→ **ЗАДАНИЕ**
Продублируйте без изменений часть текста о символе и метафоре у Иванова, начиная со слов «Более того, и» и далее вплоть до слов «фактом своего скрещения.».

В приведенной же выше интерпретации ивановского понимания символа нет четырех компонентов, имеющих непосредственную языковую форму воплощения; и в символе, и в мифе отсутствует один, и при этом «главный», из этих четырех компонентов. В метафоре или в метафорическом высказывании всегда имеются реально или «в виду» два субъекта – два объективированных языком элемента, вступающих в отношения сравнения или уподобления, два субъекта, которые имеют или беспрепятственно могут иметь в силу своей поддаваемости объективации конкретное языковое имя. В ивановском же символическом высказывании только одно имя – вспомогательного субъекта, имя же главного субъекта (то есть самого референта высказывания) отсутствует, и при этом «отсутствует» по самому ивановскому замыслу, то есть не в смысле его «скрытости» в данном символическом высказывании или «ребусной подразумеваемости», а в прямом смысле «несуществования». Не поддающийся языковой объективации символический референт, как мы видели, принципиально не может иметь, по Иванову, имени. Миф, осуществляющий символическую референцию, не есть имя референта.
Строго говоря, в символических фигурах речи нет ни одного имени, то есть нет и имени вспомогательного субъекта, ведь и символ, занимающий в мифе субъектную позицию и облаченный в именную языковую форму, тоже принципиально не есть, по Иванову, имя. Его буквальные объектно-образная и именная составляющие подавляются в мифе, или, во всяком случае, используются не по прямому назначению, так как – по вышеозначенной логике рассуждений – субъектно-именной символ несет в себе лишь «пучок» плавающих предикатов. Субъектно-синтаксическая и объективирующая полноценность имен, обеспечивающая саму возможность создания метафорических высказываний, максимально ослаблена в символических фигурах речи. Если, таким образом, символ и может пониматься как метафора, то как метафора «обезглавленная».[45]
В совершенно ином плане, чем в метафоре, функционируют в символических фигурах речи и их предикаты. Все этапы вышеприведенной аргументации о преодолении в символе буквального именующего значения применимы и к мифологическим предикатам, также преодолевающим заложенную в них языковую буквальность.
Более того, и сам предикативный акт тоже, как мы видели, мыслится в ивановской концепции как преодолевающий свою функциональную буквальность, соответствующую обычному пониманию соотношения субъекта и предиката, что влечет за собой соответствующие изменения и в семантическом согласовании синтаксических позиций субъекта и предиката. Если в несимволической речи предикат «определяет» субъект (или – в семантически усложненных языковых конструкциях – наоборот), то в символической фигуре члены суждения, будучи оба в глубине себя предикативными, одновременно взаимоопределяют друг друга фактом своего скрещения.
Здесь мы подошли к очередному «трудному месту» ивановской концепции. В самом деле: имеет ли в случае такого одновременного взаимоопределения двух предикативных зон какое-либо значение то обстоятельство, какая именно из этих скрещиваемых предикативных зон занимает в символической фигуре речи субъектную (объективированно-именную) синтаксическую позицию, а какая – предикативную? Можно ли произвести ту же референцию посредством «обращенной» синтаксической связи, образованной меной синтаксических позиций субъекта и предиката между теми же скрещиваемыми предикативными зонами, то есть дать то, что ранее выражалось в субъектной именной позиции, в виде глагольного предиката, и наоборот? Этот «простой» и естественно возникающий в лингвистическом контексте вопрос оказывается на поверку сложным узлом метафизических идей Иванова, из которого, однако, возможно вытянуть искомую нами смысловую нить, касающуюся тех конкретных языковых «механизмов», которые способны, по Иванову, осуществлять заявленный им особый символический тип референции.

→ **ИСХОДНЫЕ ДАННЫЕ**
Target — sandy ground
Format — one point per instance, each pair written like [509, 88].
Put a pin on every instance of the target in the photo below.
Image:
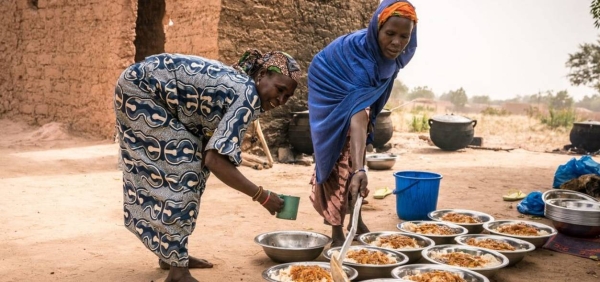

→ **РЕШЁННАЯ ЗАДАЧА**
Более того, и сам предикативный акт тоже, как мы видели, мыслится в ивановской концепции как преодолевающий свою функциональную буквальность, соответствующую обычному пониманию соотношения субъекта и предиката, что влечет за собой соответствующие изменения и в семантическом согласовании синтаксических позиций субъекта и предиката. Если в несимволической речи предикат «определяет» субъект (или – в семантически усложненных языковых конструкциях – наоборот), то в символической фигуре члены суждения, будучи оба в глубине себя предикативными, одновременно взаимоопределяют друг друга фактом своего скрещения.